Task brief: Starting at the top line and ending at the bottom one, repeat the entries exactly and drop every picture.

+ + + +

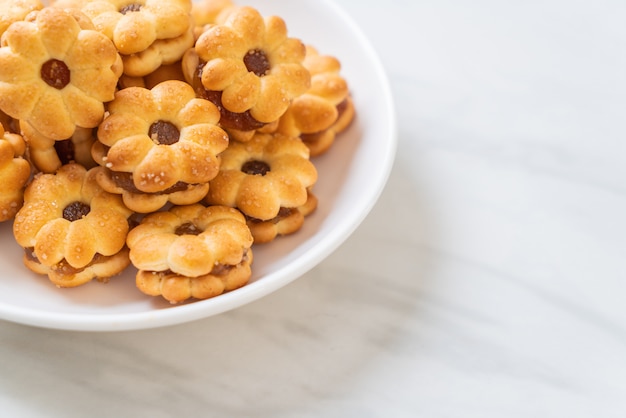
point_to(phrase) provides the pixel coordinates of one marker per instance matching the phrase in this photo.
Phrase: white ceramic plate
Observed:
(351, 177)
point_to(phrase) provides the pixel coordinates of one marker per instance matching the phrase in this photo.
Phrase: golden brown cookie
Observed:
(47, 70)
(48, 155)
(263, 175)
(161, 52)
(14, 173)
(147, 33)
(159, 145)
(249, 67)
(288, 221)
(325, 110)
(191, 251)
(71, 229)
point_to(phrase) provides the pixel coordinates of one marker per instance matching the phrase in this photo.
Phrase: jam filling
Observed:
(125, 181)
(282, 214)
(55, 73)
(230, 120)
(255, 167)
(257, 62)
(313, 137)
(188, 228)
(164, 133)
(65, 150)
(133, 7)
(63, 267)
(75, 211)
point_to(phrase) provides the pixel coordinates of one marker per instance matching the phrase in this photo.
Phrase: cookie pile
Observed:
(166, 135)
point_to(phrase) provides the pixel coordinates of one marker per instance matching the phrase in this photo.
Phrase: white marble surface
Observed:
(489, 280)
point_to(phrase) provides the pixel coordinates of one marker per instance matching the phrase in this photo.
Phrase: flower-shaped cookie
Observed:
(263, 175)
(71, 229)
(191, 251)
(325, 110)
(55, 74)
(14, 173)
(157, 142)
(288, 221)
(16, 10)
(249, 65)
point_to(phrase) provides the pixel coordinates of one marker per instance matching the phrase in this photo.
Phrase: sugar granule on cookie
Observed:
(249, 67)
(264, 175)
(191, 251)
(72, 230)
(159, 143)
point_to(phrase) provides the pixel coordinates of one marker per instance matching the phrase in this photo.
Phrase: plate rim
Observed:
(271, 281)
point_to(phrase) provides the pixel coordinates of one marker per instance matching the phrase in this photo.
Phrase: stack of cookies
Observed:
(166, 135)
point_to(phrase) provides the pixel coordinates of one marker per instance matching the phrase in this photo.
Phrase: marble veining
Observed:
(488, 281)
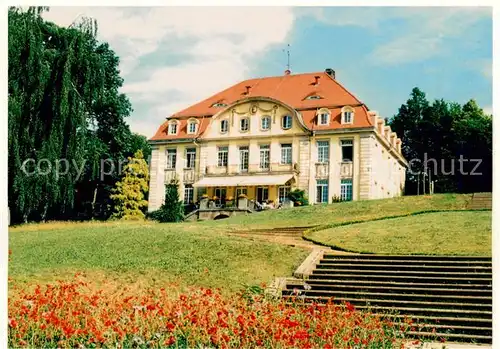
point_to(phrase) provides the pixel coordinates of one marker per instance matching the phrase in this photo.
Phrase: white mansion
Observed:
(264, 137)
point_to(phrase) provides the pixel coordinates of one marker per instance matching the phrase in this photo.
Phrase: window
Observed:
(324, 118)
(224, 125)
(286, 153)
(265, 123)
(244, 124)
(346, 189)
(222, 156)
(192, 127)
(243, 159)
(221, 194)
(264, 157)
(240, 191)
(347, 150)
(283, 193)
(262, 194)
(188, 194)
(347, 115)
(190, 157)
(172, 128)
(323, 151)
(219, 105)
(171, 159)
(322, 191)
(286, 122)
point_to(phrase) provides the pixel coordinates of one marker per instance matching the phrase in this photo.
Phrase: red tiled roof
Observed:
(289, 89)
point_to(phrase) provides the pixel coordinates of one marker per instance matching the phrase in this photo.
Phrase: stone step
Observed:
(452, 337)
(408, 257)
(478, 300)
(392, 287)
(478, 310)
(360, 262)
(403, 267)
(456, 329)
(409, 273)
(401, 278)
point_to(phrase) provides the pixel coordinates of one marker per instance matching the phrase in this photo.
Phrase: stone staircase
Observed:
(446, 296)
(480, 201)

+ + + +

Solved exercise:
point_to(phrase) provides the pixel coordinates of one marker per instance matching the phrase in this photo.
Phrase: white ceramic plate
Observed:
(351, 177)
point_to(phrase) provides the pixel coordinates of one marker per instance matching the phrase in this photo.
Phrase: golden brown cookie
Observed:
(47, 70)
(48, 155)
(263, 175)
(161, 52)
(14, 173)
(147, 33)
(159, 145)
(249, 67)
(288, 221)
(325, 110)
(191, 251)
(71, 229)
point_to(phrase) provides the pixel coordinates of one marker per instance matching the phrase in this photo.
Phrase: jam filling
Observed:
(125, 181)
(282, 214)
(55, 73)
(230, 120)
(255, 167)
(257, 62)
(313, 137)
(188, 228)
(164, 133)
(65, 150)
(133, 7)
(63, 267)
(75, 211)
point_to(phrase) provides the pixel coordinates of one marker per instance matching the phrase in this photo.
Phrase: cookie pile
Observed:
(166, 135)
point_to(phrase) provides the pixel coordinates of one marker per instance matching the phrase in this photo.
Phrase: white marble surface
Observed:
(489, 280)
point_to(phrase) provides the pixel coordinates of one marker per instance matching the phrase in this photo.
Phrase: flower-shaped cookie
Observed:
(263, 175)
(71, 229)
(191, 251)
(325, 110)
(55, 74)
(14, 173)
(157, 142)
(288, 221)
(16, 10)
(249, 65)
point_to(phrase) provides the pixel coordinates of one marker per instance matching the phrase in this photo.
Phrase: sugar granule on cookie
Observed:
(249, 67)
(264, 175)
(191, 251)
(72, 230)
(159, 143)
point_to(phrase) provides the pixel coordinates of one marker per instance matching the phrase in this photo.
Phrase: plate rim
Observed:
(271, 281)
point_to(phrase) provides the pixel coordinates of one marker per instance matching the phrase in this photo.
Phrase: stack of cookies
Observed:
(166, 135)
point_to(phrase) provides the pixel coordinates of one marker per instance matching the phrase in this photo.
Phrase: marble veining
Observed:
(488, 281)
point_to(phrase) provides the pixel coordinates of one marker per instance matching the phrase in this photo.
Phrase: white mansion
Observed:
(264, 137)
point_to(phrase) provides the pixel coordinates of one marker per instance matching the phrase in this photo.
Phrase: window
Observed:
(324, 118)
(224, 125)
(286, 153)
(265, 123)
(244, 124)
(346, 189)
(222, 156)
(192, 127)
(243, 159)
(221, 194)
(264, 157)
(240, 191)
(347, 150)
(283, 193)
(262, 194)
(188, 194)
(347, 115)
(190, 157)
(172, 128)
(323, 151)
(219, 105)
(171, 159)
(322, 191)
(286, 122)
point_to(phrase) provides the pixel coordinates of one marker per instance matching the phrase in this photo.
Phrase: red tiled roof
Observed:
(289, 89)
point_to(phrase) provides the pixel coordinates of one marker per instance matching the phrase in this photo.
Phrase: stone step
Observed:
(452, 337)
(408, 257)
(478, 300)
(392, 287)
(478, 310)
(360, 262)
(403, 267)
(456, 329)
(409, 273)
(401, 278)
point_to(phrase) provides the pixel coordinates of one marker per instance matching the phrase in this photo.
Phrase: stone staircase
Observed:
(446, 296)
(480, 201)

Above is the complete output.